Coming to the Congress, there is a highly planned program. The themes are chosen ahead of time and a lot of discussions went on in different meetings leading up to the congress. There has been a web site ( where presentations and papers were put ahead of time to give opportunity for delegates and others to interact with the issues before the meeting. Despite all of that, there is a desire to hear from delegates on what the agenda needs to be for Lausanne and the church for the years to come. There do seem to be some emerging themes. This is just from my observation, but what I seem to be hearing so far are three major issues.

1. Discipleship – There is a need for the church to do a much better job at discipleship.

2. Urban centers – The urban centers are growing and are set to grow in the future. We need to be ready and engage with the cities.

3. Islam – There is a need to continue to reach out to Muslims, to find new ways to engage and to wrestle with the many complex issues surrounding this work.

[Stated problem 1]
Reproduce the text about the Congress from "1. Discipleship –" to "surrounding this work.".
[Stated problem 2]
Answer these questions using the text about the Congress:
(a) Where were presentations and papers put ahead of time?
(b) What is the first of the three major issues listed?
(c) According to the third issue, to whom is there a need to continue to reach out?

[Given records]

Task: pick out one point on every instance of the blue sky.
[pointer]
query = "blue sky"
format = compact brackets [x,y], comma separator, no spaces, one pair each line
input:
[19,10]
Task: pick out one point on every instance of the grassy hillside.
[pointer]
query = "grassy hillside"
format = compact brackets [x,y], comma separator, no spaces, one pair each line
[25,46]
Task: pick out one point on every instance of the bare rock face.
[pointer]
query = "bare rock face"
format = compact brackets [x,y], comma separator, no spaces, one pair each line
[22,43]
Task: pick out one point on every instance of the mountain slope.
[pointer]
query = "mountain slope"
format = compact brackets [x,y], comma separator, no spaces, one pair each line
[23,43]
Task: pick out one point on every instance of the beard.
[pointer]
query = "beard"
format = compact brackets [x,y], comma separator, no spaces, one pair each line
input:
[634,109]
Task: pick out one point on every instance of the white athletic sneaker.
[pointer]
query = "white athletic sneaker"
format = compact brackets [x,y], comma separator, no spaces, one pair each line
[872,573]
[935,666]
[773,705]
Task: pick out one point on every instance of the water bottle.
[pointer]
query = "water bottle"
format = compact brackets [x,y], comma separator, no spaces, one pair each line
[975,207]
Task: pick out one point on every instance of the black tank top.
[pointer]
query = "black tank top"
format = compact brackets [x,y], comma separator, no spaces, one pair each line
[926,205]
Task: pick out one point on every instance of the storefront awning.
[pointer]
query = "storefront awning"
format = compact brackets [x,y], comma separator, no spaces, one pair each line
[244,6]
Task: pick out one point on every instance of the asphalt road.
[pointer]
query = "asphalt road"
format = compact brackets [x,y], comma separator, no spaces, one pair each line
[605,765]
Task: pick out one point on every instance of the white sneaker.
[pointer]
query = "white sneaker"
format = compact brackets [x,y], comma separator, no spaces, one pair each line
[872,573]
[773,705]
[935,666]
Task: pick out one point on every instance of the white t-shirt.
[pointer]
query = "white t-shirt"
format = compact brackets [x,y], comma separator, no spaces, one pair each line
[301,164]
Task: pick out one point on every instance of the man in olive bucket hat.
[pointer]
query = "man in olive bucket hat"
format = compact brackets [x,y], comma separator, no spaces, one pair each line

[Final answer 1]
1. Discipleship – There is a need for the church to do a much better job at discipleship.

2. Urban centers – The urban centers are growing and are set to grow in the future. We need to be ready and engage with the cities.

3. Islam – There is a need to continue to reach out to Muslims, to find new ways to engage and to wrestle with the many complex issues surrounding this work.

[Final answer 2]
(a) On a web site.
(b) Discipleship.
(c) Muslims.